YOUR OBJECTIVE
Rewrite the material from the line with "Scouting pass: put a marker on the tree trunk, one" to the line with "[(242, 107)]", both ends included, keeping the requests and scaling every point coordinate in the answers by 1.35, rounded to whole numbers with halves going up. Return only those lines, and leave the sample coordinates inside the requests unchanged.

INPUT DATA
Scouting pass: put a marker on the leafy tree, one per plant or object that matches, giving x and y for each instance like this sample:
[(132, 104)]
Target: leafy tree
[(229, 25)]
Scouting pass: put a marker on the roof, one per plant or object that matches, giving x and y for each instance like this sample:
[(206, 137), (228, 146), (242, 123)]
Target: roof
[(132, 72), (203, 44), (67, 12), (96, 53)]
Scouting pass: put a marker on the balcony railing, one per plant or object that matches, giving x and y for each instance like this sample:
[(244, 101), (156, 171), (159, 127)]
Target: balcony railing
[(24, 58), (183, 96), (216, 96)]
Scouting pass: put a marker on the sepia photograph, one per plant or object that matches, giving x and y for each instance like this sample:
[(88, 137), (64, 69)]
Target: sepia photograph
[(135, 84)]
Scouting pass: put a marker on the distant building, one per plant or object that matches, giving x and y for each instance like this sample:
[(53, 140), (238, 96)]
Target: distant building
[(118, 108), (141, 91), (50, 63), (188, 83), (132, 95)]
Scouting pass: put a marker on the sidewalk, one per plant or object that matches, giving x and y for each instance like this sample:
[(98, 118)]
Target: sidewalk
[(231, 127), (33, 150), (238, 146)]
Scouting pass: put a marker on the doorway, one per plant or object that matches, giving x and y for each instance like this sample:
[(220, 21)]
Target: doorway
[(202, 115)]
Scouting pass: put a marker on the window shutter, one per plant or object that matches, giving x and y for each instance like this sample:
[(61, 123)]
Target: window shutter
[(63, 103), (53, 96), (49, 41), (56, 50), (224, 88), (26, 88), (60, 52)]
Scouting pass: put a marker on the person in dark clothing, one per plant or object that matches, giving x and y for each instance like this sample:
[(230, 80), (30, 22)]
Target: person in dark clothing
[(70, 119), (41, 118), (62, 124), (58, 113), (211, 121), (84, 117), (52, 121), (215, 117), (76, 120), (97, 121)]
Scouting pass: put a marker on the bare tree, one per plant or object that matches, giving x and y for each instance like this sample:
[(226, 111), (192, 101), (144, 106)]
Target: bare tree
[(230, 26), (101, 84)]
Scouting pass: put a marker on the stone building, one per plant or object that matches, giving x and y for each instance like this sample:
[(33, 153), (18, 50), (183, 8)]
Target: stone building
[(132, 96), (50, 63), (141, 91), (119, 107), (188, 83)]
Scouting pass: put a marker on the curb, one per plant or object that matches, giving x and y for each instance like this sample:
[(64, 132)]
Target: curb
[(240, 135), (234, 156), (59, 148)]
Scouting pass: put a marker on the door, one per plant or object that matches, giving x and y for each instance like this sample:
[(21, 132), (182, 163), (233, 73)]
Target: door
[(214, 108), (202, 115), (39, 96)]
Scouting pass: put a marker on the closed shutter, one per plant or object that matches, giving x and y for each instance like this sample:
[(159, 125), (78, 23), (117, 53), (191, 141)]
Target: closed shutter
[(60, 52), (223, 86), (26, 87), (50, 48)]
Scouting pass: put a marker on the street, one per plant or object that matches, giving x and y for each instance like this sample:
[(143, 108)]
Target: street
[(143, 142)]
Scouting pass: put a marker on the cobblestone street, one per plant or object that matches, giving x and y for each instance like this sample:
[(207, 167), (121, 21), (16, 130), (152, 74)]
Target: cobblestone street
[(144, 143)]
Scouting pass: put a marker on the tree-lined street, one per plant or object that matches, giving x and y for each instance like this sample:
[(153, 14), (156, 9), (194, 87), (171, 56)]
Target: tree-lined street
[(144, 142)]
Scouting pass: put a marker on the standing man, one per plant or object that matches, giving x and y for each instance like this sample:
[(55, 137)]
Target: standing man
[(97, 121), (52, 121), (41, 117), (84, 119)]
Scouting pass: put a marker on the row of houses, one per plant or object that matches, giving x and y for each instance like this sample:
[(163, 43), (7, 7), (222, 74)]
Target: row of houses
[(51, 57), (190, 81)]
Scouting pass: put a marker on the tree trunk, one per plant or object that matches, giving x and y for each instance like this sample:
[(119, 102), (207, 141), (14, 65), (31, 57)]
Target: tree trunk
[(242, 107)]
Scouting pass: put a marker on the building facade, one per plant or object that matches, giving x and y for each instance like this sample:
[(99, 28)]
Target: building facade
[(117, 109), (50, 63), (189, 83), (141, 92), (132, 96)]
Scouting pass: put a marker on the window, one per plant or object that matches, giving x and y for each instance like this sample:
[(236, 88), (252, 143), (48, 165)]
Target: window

EXERCISE RESULT
Scouting pass: put a marker on the tree trunk, one per plant or object that matches, giving x and y for each instance like this sample:
[(119, 102), (207, 141), (14, 65), (31, 57)]
Target: tree trunk
[(327, 144)]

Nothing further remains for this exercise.